> [Задание]
Ответьте на вопросы по фрагменту документа, пронумеровав ответы так же.
1. В каком году, согласно фрагменту документа, оба окунулись в бурные воды «Бури и натиска»?
2. В какой отдельный гимн Гайдн позже переработал хор «Wenn auch in trüben Tagen»?
3. В какой тональности написана симфония Моцарта, о которой говорится во фрагменте документа?

===== Фрагмент документа =====

В 1774 году оба окунулись в бурные воды «Бури и натиска». В оратории Гайдна «Il ritorno di Tobia» («монотонной», согласно одному биографу) звучат хоры, «полные жизни и силы»[541], в том числе «Wenn auch in trüben Tagen» (который он позже переработал в отдельный гимн «Insanae et vanae curae»). Минорные тональности и резкие диссонансы формируют экспрессивный облик этой музыки. По случайному совпадению почти идентичная небольшая вихреобразная фраза появляется в финале симфонии Моцарта соль минор, написанной в том же году, – еще одного примера музыки, полной изломанных мелодических линий и нервных жестов на службе у той, которую один современный писатель назвал «новой богиней Тревогой»[542].

===== Исходные данные =====

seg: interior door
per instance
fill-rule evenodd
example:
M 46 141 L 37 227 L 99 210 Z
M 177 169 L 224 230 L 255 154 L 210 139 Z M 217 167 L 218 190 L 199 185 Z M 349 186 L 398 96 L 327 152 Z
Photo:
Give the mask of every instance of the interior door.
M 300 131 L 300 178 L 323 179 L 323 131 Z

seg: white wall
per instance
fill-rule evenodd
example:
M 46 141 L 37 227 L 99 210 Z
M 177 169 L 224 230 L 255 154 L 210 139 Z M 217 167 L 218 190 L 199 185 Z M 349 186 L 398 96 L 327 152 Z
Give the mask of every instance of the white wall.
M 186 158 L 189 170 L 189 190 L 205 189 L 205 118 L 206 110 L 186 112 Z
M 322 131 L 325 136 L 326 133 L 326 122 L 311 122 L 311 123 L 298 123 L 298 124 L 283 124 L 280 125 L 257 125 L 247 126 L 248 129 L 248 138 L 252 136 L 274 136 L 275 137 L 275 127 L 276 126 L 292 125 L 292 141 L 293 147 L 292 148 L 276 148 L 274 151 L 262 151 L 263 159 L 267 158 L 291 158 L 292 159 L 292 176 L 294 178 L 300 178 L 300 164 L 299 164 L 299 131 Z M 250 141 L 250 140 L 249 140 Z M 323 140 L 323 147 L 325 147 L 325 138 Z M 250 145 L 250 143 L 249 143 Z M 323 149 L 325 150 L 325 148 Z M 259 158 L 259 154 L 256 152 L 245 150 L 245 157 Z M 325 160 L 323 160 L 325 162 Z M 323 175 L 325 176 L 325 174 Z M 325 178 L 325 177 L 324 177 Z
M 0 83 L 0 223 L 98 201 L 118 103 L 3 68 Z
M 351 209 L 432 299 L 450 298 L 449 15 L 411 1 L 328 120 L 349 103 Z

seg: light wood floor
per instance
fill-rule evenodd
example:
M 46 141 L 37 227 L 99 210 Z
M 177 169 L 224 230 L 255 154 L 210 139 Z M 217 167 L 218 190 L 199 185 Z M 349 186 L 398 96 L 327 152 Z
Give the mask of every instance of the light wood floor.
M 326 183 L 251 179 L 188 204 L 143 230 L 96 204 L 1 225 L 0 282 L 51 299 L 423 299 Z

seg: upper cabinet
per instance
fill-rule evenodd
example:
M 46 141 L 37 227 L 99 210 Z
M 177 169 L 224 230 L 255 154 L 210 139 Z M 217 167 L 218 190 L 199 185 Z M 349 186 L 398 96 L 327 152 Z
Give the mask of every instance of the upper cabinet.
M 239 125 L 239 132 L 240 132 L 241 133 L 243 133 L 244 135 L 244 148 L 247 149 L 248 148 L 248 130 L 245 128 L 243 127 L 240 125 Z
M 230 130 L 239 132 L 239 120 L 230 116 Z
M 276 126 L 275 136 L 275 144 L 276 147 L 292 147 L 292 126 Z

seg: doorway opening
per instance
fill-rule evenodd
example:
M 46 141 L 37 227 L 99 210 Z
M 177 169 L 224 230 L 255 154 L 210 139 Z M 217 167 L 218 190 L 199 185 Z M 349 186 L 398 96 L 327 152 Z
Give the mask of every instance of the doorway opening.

=====
===== Исходные данные =====

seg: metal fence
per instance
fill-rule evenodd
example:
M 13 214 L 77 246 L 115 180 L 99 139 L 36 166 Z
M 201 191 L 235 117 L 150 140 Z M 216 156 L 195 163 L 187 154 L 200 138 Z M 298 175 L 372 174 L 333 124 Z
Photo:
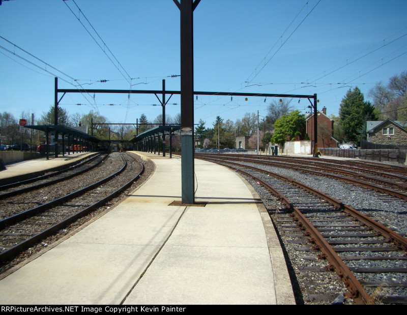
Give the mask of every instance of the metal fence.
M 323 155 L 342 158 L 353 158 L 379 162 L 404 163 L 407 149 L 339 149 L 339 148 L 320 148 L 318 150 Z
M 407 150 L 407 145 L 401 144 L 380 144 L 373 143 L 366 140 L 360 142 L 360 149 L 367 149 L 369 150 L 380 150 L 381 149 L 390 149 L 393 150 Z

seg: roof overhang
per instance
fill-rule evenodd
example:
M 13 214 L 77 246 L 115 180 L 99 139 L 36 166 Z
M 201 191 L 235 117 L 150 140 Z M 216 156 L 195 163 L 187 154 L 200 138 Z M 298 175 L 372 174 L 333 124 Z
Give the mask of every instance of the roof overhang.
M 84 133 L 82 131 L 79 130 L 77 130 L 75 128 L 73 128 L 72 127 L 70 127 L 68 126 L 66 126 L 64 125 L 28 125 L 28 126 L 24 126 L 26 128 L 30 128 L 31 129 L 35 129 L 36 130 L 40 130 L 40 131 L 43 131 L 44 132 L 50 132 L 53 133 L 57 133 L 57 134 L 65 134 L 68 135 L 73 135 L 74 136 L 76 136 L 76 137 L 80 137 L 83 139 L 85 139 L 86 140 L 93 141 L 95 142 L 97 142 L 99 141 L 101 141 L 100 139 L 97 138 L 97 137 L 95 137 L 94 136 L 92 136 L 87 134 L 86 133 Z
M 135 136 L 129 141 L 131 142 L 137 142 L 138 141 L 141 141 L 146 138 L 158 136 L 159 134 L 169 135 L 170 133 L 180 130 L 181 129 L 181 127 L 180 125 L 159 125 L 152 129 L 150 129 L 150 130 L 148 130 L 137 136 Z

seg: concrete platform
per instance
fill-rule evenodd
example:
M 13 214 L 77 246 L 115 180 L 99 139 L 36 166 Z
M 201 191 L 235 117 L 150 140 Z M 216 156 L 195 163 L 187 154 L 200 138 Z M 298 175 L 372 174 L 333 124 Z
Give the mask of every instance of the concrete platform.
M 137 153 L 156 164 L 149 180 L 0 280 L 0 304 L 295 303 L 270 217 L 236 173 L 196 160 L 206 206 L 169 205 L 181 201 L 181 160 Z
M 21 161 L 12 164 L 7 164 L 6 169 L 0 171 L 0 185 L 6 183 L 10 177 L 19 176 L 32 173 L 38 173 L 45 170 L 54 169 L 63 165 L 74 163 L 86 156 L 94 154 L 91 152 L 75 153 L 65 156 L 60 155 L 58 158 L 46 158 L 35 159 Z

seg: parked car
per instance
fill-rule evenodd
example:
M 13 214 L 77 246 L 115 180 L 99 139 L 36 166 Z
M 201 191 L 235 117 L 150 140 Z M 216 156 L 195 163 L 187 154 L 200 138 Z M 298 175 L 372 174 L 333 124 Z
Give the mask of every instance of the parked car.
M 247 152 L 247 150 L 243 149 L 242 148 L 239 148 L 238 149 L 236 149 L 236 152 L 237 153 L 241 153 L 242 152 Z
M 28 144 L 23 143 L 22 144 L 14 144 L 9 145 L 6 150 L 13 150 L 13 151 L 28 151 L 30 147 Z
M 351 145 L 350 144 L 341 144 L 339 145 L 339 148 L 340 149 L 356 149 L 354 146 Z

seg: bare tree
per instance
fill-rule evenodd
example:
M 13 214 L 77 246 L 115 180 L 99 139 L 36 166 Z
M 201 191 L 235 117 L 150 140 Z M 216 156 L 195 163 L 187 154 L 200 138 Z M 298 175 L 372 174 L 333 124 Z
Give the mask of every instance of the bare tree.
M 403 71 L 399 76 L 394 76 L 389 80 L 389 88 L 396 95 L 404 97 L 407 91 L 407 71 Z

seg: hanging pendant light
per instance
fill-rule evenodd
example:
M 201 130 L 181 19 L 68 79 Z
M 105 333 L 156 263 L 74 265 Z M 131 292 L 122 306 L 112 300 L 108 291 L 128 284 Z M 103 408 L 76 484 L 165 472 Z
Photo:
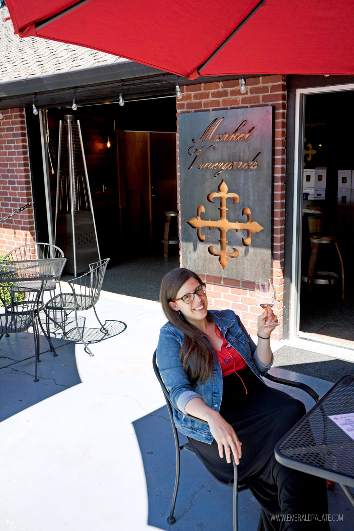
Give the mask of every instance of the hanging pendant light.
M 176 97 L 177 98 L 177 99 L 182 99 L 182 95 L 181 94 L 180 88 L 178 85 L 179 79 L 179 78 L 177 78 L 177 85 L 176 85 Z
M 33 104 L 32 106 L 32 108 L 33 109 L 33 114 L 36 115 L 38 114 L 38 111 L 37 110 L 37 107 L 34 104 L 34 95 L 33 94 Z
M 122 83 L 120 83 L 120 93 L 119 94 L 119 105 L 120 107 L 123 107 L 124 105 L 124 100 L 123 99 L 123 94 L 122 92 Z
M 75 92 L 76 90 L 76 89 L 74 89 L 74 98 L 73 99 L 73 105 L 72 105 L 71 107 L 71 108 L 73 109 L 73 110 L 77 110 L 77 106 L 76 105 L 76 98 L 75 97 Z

=====

> [Решение задачи]
1. Это произошло в 1774 году.
2. Гайдн переработал его в гимн «Insanae et vanae curae».
3. Симфония написана в тональности соль минор.